▸ **Direction**:
Below is some data. Reproduce it word for word from the line with "sleeve, one point per instance." up to and including the line with "46], [148, 91]]".

▸ **Recorded information**:

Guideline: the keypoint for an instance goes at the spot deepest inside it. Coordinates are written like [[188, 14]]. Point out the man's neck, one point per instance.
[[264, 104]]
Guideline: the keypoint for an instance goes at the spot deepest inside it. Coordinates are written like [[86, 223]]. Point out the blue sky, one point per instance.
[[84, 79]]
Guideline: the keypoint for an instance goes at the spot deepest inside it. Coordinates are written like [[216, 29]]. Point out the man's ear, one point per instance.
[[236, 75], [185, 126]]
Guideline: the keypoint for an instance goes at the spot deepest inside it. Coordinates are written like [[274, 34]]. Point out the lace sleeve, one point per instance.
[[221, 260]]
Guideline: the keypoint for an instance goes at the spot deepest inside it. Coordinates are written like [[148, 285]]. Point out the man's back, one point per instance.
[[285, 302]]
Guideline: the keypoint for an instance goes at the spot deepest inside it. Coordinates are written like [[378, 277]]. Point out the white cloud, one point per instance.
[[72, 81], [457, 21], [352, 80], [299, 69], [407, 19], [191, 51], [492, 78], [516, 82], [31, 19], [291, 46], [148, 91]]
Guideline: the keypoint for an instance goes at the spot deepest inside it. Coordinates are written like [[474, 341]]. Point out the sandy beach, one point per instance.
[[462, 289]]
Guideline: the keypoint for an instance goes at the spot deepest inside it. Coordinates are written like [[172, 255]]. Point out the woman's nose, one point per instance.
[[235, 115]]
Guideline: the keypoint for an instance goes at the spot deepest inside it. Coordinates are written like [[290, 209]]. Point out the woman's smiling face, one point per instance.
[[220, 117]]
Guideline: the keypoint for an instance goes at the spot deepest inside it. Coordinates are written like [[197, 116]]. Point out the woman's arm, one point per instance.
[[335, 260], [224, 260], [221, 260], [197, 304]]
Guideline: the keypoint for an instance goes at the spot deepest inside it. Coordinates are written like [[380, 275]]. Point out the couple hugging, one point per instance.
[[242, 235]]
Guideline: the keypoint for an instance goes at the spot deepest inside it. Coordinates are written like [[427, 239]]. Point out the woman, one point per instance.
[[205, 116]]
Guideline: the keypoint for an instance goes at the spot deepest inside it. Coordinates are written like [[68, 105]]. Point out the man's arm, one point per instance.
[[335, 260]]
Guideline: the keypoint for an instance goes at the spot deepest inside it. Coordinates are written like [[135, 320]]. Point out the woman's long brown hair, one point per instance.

▸ **Complete answer**:
Guideline: the keypoint for an instance goes at the spot deepest inside it. Coordinates are written like [[274, 34]]. Point out the lace sleeve, one point per instance.
[[221, 260]]
Guideline: the keypoint for an instance goes at the spot deepest inside it. Coordinates are written like [[148, 285]]. Point out the man's back, one point per instance.
[[285, 302]]
Guideline: the keypoint for an instance goes at the spot deepest inside it. Coordinates are written like [[378, 277]]. Point out the white cloud, one point per instance.
[[72, 81], [457, 21], [352, 80], [299, 69], [407, 19], [191, 51], [492, 78], [516, 82], [31, 19], [291, 46], [148, 91]]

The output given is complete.